→ **Activity**:
Please give back only the lines below from the one containing "Target: rusty metal fence post" to the one containing "Target: cream wall", each repeated word for word, both ends included.

---*---

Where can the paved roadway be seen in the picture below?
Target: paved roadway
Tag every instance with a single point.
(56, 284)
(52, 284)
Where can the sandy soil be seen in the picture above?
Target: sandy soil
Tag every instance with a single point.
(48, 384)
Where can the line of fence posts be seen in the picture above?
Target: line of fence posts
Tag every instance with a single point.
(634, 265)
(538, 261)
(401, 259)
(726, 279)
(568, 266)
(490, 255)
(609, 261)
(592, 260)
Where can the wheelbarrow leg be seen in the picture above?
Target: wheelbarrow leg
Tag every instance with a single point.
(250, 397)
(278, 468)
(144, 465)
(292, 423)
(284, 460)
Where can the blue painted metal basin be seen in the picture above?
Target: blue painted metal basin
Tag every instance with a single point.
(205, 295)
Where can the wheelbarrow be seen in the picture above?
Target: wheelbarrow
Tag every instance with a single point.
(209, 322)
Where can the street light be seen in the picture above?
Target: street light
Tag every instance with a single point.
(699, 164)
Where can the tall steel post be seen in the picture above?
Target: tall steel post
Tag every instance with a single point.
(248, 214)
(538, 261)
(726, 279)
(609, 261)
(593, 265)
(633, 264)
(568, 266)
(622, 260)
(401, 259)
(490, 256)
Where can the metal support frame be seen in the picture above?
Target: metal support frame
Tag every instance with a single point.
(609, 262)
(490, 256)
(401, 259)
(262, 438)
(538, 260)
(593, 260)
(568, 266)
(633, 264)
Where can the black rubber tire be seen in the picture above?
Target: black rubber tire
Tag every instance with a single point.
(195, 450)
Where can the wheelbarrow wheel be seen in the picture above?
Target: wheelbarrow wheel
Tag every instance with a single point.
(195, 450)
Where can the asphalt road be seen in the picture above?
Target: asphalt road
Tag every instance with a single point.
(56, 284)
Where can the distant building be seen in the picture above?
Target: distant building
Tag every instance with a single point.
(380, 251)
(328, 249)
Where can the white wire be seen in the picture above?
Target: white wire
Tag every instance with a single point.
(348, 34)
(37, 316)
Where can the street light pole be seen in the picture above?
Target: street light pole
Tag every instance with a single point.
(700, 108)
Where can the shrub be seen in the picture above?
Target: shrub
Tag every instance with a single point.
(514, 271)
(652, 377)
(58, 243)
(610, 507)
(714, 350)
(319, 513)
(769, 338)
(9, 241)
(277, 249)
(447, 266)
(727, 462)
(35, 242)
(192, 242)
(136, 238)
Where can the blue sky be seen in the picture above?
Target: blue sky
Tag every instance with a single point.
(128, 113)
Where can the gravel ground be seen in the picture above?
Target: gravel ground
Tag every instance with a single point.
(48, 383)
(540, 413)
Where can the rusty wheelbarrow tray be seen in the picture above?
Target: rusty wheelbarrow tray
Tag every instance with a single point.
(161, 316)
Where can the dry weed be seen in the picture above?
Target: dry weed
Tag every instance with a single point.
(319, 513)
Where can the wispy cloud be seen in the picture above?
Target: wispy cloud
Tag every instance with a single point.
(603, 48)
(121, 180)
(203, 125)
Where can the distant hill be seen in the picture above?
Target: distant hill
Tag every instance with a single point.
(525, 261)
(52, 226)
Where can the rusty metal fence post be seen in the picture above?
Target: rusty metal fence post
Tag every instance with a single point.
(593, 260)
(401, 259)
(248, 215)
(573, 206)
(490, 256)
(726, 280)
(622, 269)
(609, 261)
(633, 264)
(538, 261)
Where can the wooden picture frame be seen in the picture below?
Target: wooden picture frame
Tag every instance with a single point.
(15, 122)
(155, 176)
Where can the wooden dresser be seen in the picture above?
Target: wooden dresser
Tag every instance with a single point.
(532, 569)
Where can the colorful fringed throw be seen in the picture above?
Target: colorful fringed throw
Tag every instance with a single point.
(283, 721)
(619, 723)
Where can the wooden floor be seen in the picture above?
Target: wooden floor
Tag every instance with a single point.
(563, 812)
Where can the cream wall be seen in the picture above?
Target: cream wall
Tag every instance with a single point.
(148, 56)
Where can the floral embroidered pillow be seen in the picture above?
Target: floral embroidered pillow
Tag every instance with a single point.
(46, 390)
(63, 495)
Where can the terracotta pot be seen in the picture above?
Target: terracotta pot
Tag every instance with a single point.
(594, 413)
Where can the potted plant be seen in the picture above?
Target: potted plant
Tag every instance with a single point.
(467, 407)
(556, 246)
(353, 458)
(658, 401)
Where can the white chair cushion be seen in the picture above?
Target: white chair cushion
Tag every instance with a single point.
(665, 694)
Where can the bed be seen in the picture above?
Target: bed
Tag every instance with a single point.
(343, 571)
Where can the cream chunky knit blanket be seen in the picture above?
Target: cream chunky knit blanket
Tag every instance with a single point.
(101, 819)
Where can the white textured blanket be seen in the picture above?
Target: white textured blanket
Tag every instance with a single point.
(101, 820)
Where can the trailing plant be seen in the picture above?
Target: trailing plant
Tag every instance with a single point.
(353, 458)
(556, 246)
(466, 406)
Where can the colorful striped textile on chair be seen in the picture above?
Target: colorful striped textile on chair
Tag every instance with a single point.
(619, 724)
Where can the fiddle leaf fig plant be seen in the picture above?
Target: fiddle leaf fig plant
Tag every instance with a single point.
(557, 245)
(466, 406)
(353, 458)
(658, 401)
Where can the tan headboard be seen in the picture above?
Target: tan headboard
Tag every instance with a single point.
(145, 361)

---*---

→ **Result of the task**:
Target: rusty metal fence post
Tag every instance with a single point.
(593, 260)
(401, 259)
(248, 215)
(573, 206)
(490, 256)
(726, 280)
(622, 269)
(609, 261)
(633, 264)
(538, 261)
Where can the wooden picture frame be seen in the picture below?
Target: wooden picture frame
Tag every instance with a single point.
(15, 122)
(155, 176)
Where can the wooden dresser be seen in the picture above?
Target: wooden dresser
Tag every instance with a single point.
(532, 569)
Where can the colorful fringed throw be seen in the picture above?
Target: colorful fringed throw
Tag every instance with a single point.
(283, 721)
(619, 723)
Where can the wooden floor be seen in the picture above?
Target: wooden floor
Tag every instance with a single point.
(563, 812)
Where can the cream wall be seen in the picture above?
Target: cream wall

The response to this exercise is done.